TRECHO FORNECIDO
7 de fev. de 2011

Divergências entre o Maneirismo e o Barroco.


O problema das divergências entre o Maneirismo e o Barroco se equacionam de maneira mais pacífica. Não há oposição entre ambos estes estilos vizinhos, observando-se, inclusive, que muitos elementos temáticos e estilísticos próprios do estilo maneirista transitaram para o Barroco, quando da passagem de um estilo para o outro. Todavia, tais elementos, ao se transferirem para o estilo que o sucedeu, não conservaram as mesmas significações que lhes eram atribuídas quando integrados no estilo maneirista. Com efeito, Maneirismo e Barroco, apesar de instaurados em momentos e por motivações distintos, se afirmam como respostas diferentes, mas igualmente opostas, ao sistema de normas e padrões do Renascimento.
Acerca das relações entre Maneirismo e Barroco, escreve Maria Lucília Gonçalves Pires que o Barroco “prolonga em certos aspectos temáticos e estilísticos” o Maneirismo, mas que dele “se distingue por essenciais diferenças de atitude perante o mundo e perante a literatura”.[1] Por sua vez, Emílio Orozco Diaz insiste em afirmar que, se o poeta maneirista maneja os elementos, temas e formas do classicismo e os ordena, relaciona e complica de acordo com uma nova vontade estética que impõe um ideal contrário ao espírito de equilíbrio, de serenidade e de harmonia, que imperava em pleno Renascimento, “não será estranho que o Barroco faça a mesma utilização das formas, temas e motivos dessa tradição clássica, somada à persistência de todas as complicações e artifícios introduzidos pelo Maneirismo”.[2] Vale lembrar que não são poucas as obras que abordam o Maneirismo, todavia, além de não o definirem com clareza e precisão, ainda discrepam em relação a muitos dos seus aspectos. Arnold Hauser critica, principalmente, a tese sustentada por Robert Ernst Curtius que considera o Maneirismo uma “manifestação de um elemento permanente no espírito ocidental e, em suma, que é uma possibilidade independente do tempo”.[3] Essa concepção de Curtius, acatada por outros estudiosos, vê o processo histórico como um fenômeno que se repete ciclicamente, retomando hoje o que já ocorreu ontem de forma regular. Tal concepção é tão pouco provável quanto a que vê no Maneirismo um mero período de transição entre o Renascimento e o Barroco, uma espécie de ponte entre esses dois estilos de época.

LINHAS PARA PROCESSAR
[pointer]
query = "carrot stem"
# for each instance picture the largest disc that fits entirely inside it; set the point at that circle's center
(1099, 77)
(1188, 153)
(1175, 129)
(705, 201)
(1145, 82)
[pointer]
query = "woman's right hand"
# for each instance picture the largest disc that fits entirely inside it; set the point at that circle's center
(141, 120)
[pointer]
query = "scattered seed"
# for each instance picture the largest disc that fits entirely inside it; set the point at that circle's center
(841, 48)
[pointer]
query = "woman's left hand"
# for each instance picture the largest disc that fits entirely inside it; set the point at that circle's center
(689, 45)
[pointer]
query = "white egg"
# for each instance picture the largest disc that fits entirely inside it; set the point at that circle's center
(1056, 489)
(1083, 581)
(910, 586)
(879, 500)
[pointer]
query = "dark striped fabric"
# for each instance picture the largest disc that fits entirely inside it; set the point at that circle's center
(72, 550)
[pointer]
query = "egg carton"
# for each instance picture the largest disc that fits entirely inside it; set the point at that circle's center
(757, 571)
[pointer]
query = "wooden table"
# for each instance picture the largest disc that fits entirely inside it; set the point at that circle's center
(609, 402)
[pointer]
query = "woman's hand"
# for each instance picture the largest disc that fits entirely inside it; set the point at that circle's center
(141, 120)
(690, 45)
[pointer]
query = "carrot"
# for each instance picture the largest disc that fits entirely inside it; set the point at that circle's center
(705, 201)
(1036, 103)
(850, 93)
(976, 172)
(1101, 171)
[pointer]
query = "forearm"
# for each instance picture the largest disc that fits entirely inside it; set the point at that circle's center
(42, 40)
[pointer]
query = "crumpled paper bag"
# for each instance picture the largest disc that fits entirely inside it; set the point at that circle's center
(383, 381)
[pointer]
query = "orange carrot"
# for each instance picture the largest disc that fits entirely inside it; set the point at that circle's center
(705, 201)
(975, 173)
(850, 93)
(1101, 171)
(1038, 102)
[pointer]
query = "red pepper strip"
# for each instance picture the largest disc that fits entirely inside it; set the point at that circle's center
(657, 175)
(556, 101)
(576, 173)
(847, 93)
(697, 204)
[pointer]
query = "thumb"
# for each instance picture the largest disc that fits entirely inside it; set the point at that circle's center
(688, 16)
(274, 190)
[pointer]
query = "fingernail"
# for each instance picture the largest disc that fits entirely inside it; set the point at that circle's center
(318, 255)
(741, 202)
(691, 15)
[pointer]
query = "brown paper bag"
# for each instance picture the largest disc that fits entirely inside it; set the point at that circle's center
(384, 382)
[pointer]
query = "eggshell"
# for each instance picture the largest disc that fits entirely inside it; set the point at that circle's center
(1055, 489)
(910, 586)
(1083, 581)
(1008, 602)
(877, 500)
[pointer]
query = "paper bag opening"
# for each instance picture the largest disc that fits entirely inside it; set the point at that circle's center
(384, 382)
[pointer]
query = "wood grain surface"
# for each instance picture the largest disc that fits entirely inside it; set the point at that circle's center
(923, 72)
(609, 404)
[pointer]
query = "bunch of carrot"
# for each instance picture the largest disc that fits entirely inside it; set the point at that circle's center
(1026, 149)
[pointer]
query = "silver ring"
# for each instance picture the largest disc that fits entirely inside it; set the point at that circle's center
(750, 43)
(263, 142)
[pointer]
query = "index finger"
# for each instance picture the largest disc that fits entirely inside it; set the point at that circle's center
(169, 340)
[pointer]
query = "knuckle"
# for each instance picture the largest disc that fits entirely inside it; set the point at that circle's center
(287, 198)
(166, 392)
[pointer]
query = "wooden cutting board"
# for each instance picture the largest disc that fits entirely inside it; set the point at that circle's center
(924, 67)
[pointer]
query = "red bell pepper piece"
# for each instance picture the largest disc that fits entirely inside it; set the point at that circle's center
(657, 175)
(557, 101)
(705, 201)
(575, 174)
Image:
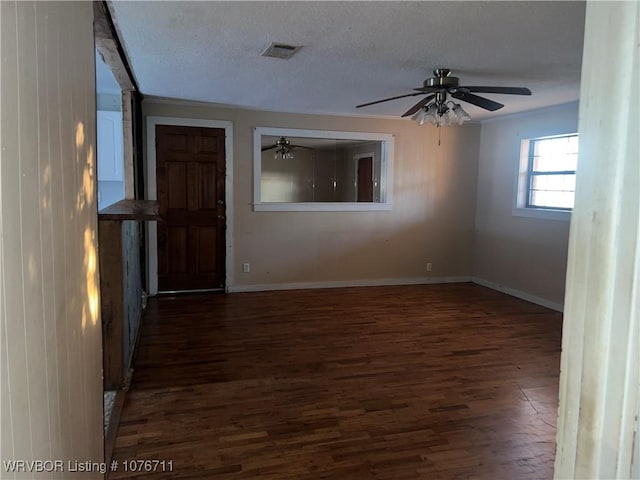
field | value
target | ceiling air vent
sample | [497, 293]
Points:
[280, 50]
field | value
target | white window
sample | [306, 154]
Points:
[547, 176]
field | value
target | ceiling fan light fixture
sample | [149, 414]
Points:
[459, 114]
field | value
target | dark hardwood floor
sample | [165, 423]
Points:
[411, 382]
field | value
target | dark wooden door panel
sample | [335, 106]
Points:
[190, 164]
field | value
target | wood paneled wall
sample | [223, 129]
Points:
[50, 345]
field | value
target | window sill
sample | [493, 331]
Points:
[541, 213]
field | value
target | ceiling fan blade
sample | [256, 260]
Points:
[504, 90]
[391, 98]
[478, 101]
[418, 105]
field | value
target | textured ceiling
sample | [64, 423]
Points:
[352, 52]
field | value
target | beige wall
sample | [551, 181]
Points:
[519, 254]
[432, 217]
[50, 346]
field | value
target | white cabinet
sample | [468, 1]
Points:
[110, 151]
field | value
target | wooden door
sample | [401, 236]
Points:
[190, 174]
[365, 179]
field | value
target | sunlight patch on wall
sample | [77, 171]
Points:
[91, 265]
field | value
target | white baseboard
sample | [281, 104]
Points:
[347, 283]
[558, 307]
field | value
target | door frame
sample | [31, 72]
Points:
[152, 192]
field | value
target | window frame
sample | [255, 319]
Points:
[524, 178]
[386, 180]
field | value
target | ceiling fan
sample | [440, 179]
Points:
[435, 106]
[284, 148]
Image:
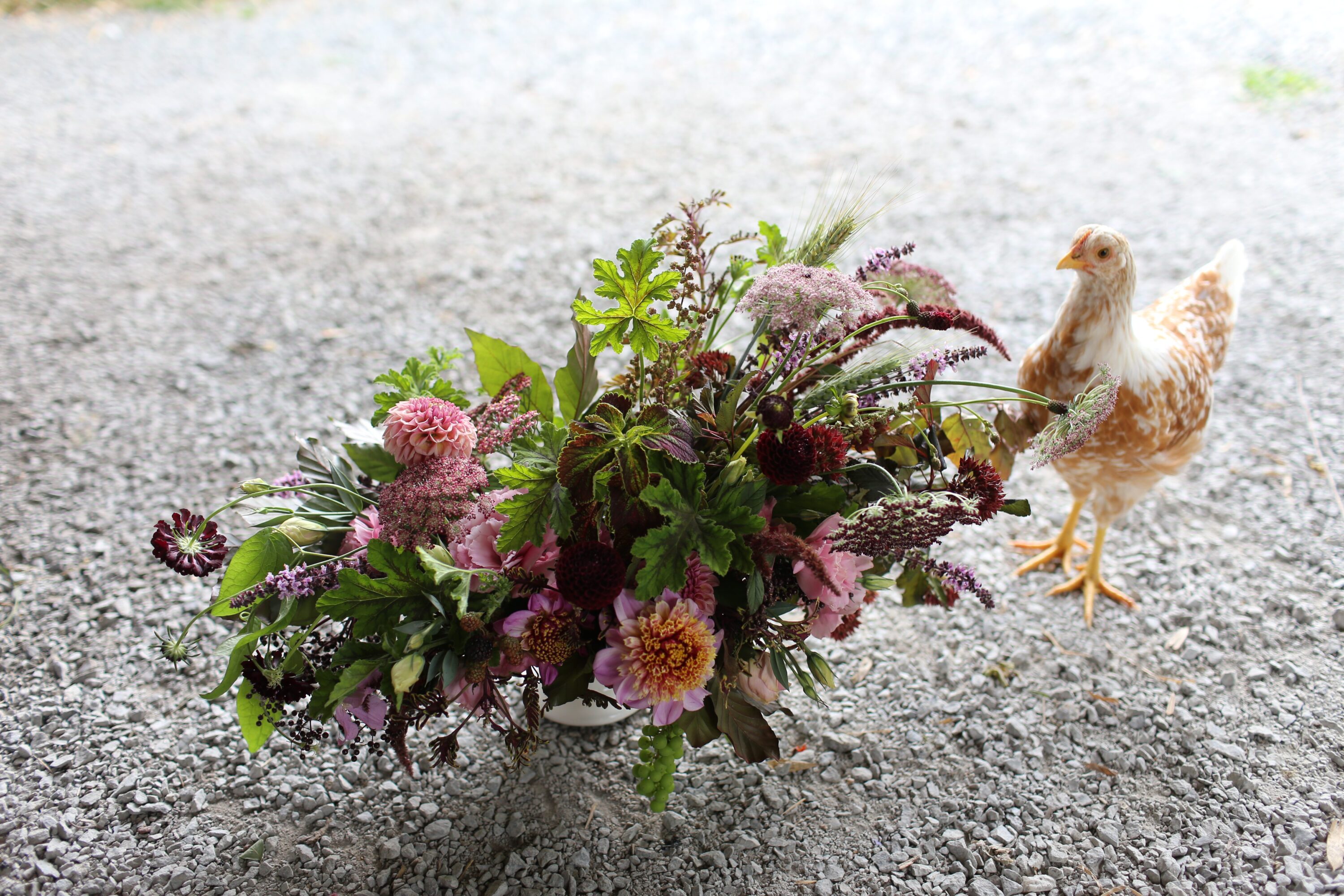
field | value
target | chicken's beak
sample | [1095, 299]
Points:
[1074, 260]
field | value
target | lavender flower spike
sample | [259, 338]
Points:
[1078, 422]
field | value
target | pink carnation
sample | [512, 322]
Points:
[662, 655]
[426, 426]
[842, 567]
[365, 528]
[363, 704]
[701, 583]
[476, 548]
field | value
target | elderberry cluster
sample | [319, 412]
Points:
[660, 747]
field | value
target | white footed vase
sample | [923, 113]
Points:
[577, 715]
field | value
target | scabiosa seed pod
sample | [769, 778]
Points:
[831, 447]
[479, 649]
[590, 574]
[776, 412]
[979, 481]
[788, 458]
[189, 546]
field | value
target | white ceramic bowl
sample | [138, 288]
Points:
[576, 715]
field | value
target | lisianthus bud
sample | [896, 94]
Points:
[406, 672]
[302, 532]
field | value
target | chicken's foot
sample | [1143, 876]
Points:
[1058, 548]
[1090, 582]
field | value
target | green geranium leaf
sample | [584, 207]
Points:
[265, 552]
[418, 379]
[498, 363]
[374, 460]
[633, 287]
[257, 727]
[714, 530]
[576, 383]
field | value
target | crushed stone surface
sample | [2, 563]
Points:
[215, 226]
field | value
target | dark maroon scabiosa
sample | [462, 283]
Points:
[849, 625]
[789, 457]
[831, 447]
[429, 499]
[776, 412]
[189, 546]
[589, 574]
[979, 481]
[709, 366]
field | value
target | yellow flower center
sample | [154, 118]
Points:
[674, 653]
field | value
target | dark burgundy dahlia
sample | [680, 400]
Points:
[979, 481]
[189, 546]
[788, 458]
[590, 574]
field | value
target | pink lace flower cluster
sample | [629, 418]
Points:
[803, 299]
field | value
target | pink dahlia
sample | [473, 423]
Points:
[701, 583]
[549, 630]
[843, 570]
[662, 655]
[365, 528]
[426, 426]
[363, 704]
[757, 679]
[476, 548]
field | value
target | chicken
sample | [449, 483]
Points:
[1164, 357]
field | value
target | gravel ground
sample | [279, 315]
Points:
[214, 226]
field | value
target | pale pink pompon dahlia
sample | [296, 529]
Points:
[426, 426]
[662, 655]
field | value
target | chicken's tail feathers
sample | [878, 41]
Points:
[1230, 264]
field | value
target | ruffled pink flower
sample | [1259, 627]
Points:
[365, 528]
[701, 583]
[476, 548]
[757, 679]
[428, 426]
[662, 655]
[549, 630]
[842, 567]
[365, 704]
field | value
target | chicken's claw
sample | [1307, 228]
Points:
[1050, 551]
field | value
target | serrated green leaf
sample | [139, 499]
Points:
[252, 719]
[265, 552]
[635, 287]
[374, 461]
[498, 363]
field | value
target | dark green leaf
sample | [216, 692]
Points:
[498, 363]
[265, 552]
[374, 460]
[745, 726]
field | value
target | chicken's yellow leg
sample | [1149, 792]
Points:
[1090, 582]
[1060, 548]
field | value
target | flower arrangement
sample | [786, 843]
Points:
[675, 540]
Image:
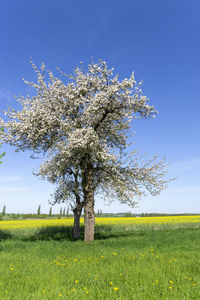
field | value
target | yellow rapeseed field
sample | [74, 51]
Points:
[99, 221]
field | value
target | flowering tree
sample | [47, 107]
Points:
[82, 125]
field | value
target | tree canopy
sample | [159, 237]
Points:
[83, 125]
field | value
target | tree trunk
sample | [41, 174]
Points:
[89, 218]
[77, 214]
[88, 190]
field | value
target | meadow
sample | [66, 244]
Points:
[131, 258]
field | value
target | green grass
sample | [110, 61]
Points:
[142, 264]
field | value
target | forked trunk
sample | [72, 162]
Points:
[77, 214]
[88, 190]
[89, 218]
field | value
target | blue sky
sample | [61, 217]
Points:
[159, 40]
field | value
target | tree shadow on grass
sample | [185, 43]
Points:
[56, 233]
[5, 235]
[61, 233]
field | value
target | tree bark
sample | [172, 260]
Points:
[88, 190]
[77, 214]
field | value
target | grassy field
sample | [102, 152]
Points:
[133, 258]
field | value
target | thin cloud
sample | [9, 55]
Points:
[187, 165]
[13, 189]
[9, 178]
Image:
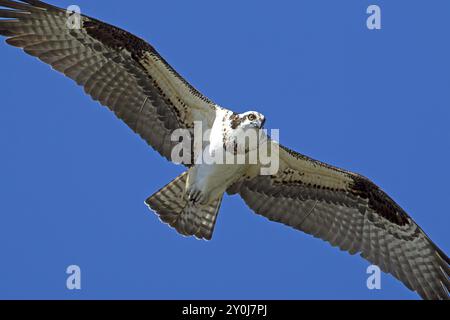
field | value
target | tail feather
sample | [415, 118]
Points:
[189, 219]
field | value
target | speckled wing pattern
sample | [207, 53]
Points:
[116, 68]
[352, 213]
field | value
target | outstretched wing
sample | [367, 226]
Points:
[352, 213]
[116, 68]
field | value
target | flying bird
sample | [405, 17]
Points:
[126, 74]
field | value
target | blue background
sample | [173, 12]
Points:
[73, 178]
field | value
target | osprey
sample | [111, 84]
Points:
[126, 74]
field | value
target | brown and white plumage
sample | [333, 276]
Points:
[127, 75]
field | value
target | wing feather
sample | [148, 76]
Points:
[351, 213]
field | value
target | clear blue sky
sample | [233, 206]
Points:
[73, 179]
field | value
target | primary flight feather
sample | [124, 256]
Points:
[126, 74]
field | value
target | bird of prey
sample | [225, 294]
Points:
[126, 74]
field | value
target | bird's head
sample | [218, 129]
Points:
[248, 120]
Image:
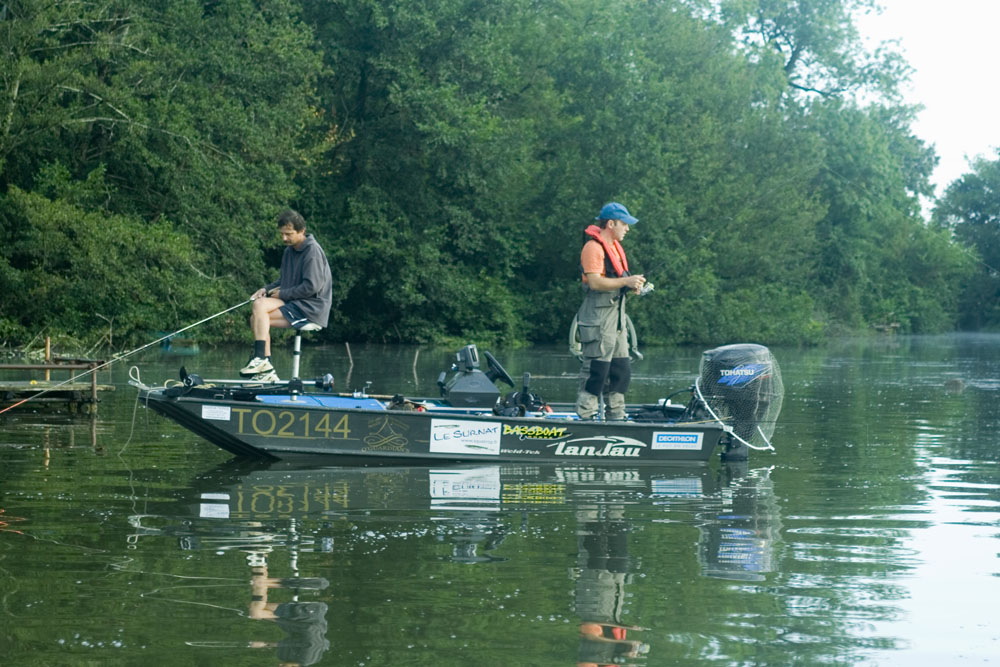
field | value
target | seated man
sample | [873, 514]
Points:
[302, 294]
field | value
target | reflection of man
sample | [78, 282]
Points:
[304, 623]
[603, 562]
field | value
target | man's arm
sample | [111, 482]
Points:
[604, 284]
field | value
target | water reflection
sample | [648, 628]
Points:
[284, 519]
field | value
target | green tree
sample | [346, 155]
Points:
[177, 119]
[970, 210]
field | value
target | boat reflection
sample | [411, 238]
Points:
[280, 512]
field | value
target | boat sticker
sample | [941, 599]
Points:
[535, 432]
[677, 440]
[534, 494]
[458, 436]
[601, 446]
[217, 412]
[216, 510]
[465, 489]
[385, 434]
[677, 487]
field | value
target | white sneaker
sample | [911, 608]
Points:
[266, 376]
[256, 366]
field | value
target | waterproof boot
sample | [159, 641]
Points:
[615, 406]
[587, 404]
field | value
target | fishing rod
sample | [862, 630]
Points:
[123, 356]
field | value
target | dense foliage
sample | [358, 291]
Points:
[448, 153]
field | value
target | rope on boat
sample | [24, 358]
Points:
[727, 427]
[123, 356]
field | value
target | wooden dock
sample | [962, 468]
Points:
[78, 396]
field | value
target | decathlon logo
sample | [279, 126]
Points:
[677, 440]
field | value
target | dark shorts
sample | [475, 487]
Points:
[294, 315]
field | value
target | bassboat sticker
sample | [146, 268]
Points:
[216, 412]
[677, 440]
[458, 436]
[600, 446]
[535, 432]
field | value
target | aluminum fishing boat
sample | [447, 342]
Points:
[733, 406]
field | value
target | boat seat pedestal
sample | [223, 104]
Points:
[297, 348]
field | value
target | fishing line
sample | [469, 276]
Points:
[123, 356]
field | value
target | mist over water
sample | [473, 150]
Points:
[869, 537]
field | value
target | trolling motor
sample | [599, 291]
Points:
[739, 385]
[470, 387]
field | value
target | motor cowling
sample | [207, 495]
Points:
[741, 385]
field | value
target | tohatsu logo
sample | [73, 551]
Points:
[741, 374]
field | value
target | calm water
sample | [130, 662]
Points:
[869, 538]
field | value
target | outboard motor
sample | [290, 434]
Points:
[741, 386]
[469, 387]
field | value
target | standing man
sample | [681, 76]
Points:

TAREFAS
**a)** Repita sem alterações a parte do trecho que começa em "O problema das" e segue até "padrões do Renascimento.".
**b)** Conte quantas linhas contêm a palavra "ceiling", diferenciando maiúsculas de minúsculas, e responda apenas com o número.
O trecho e as linhas são materiais independentes um do outro.

RESPOSTAS POR TAREFA
**a)**
O problema das divergências entre o Maneirismo e o Barroco se equacionam de maneira mais pacífica. Não há oposição entre ambos estes estilos vizinhos, observando-se, inclusive, que muitos elementos temáticos e estilísticos próprios do estilo maneirista transitaram para o Barroco, quando da passagem de um estilo para o outro. Todavia, tais elementos, ao se transferirem para o estilo que o sucedeu, não conservaram as mesmas significações que lhes eram atribuídas quando integrados no estilo maneirista. Com efeito, Maneirismo e Barroco, apesar de instaurados em momentos e por motivações distintos, se afirmam como respostas diferentes, mas igualmente opostas, ao sistema de normas e padrões do Renascimento.

**b)** 5